What to work on
How many lines in the items below contain the string "white"? Case counts, so reply with the number only.

** Start of Information given **

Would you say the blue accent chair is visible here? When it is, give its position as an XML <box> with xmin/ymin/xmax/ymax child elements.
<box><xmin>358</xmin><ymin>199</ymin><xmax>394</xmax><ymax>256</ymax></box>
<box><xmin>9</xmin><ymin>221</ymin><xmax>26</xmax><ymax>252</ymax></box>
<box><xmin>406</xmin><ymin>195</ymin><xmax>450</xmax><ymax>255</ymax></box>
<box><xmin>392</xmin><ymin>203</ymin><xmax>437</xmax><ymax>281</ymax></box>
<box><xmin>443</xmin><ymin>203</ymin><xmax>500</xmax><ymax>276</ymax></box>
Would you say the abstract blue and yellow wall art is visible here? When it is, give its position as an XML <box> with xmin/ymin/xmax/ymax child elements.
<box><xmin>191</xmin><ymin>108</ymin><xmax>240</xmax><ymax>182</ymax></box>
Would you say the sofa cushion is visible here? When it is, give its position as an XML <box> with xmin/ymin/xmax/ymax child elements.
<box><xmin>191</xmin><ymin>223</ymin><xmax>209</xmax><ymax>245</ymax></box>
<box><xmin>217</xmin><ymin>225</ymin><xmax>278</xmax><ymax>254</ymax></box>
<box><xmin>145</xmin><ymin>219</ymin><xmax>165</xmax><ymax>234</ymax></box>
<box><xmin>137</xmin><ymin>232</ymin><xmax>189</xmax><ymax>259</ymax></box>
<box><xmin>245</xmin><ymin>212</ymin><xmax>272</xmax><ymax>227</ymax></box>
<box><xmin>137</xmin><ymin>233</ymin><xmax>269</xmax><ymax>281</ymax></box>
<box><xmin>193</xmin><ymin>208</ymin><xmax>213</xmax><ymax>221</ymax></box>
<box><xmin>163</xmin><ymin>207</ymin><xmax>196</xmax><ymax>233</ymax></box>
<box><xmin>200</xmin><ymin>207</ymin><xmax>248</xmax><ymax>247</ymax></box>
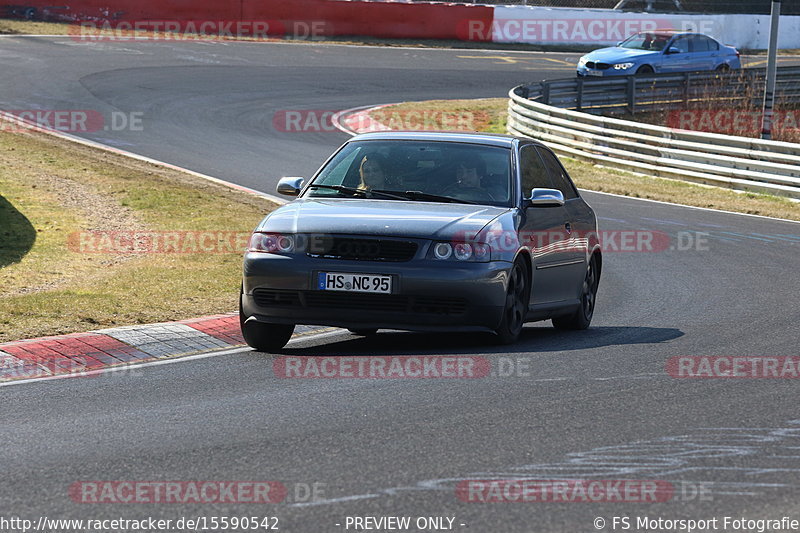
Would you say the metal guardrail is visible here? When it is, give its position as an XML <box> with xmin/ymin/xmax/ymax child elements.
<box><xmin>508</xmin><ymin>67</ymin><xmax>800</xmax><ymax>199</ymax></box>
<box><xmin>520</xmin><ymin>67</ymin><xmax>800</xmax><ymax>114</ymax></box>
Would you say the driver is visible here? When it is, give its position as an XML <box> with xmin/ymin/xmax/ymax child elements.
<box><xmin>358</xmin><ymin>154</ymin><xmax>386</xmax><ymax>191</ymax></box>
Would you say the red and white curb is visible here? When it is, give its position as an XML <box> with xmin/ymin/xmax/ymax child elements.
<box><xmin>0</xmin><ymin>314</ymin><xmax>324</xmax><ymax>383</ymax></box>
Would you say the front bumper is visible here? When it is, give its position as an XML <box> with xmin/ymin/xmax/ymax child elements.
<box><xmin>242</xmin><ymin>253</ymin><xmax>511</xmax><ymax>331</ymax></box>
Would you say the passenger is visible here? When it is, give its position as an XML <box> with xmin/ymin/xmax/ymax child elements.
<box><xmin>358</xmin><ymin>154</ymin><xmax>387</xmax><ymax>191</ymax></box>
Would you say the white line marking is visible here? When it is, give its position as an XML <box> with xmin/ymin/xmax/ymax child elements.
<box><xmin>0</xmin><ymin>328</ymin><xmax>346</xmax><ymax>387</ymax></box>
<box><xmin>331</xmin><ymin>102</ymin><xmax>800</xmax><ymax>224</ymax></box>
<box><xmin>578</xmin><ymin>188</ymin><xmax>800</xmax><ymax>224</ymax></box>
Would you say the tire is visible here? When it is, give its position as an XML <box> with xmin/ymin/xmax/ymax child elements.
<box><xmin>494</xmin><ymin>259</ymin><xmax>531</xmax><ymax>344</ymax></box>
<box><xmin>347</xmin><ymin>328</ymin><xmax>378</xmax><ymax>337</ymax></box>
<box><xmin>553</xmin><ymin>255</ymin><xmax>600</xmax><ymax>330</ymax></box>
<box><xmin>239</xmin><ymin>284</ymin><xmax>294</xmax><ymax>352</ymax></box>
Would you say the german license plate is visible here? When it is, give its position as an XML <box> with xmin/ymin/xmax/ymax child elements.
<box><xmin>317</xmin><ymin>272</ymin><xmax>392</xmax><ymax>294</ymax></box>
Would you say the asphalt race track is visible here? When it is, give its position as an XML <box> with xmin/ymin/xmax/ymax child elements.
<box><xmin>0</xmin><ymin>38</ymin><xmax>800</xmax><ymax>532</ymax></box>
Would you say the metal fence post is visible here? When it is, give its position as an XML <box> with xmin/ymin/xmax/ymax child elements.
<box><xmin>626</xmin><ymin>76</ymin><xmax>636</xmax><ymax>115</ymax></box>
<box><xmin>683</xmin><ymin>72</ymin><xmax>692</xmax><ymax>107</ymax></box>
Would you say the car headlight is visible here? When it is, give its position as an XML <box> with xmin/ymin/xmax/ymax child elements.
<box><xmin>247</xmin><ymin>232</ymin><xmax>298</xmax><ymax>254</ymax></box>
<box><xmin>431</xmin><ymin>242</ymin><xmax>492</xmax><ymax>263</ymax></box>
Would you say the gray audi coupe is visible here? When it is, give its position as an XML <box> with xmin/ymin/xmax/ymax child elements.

** End of Information given **

Result of the task
2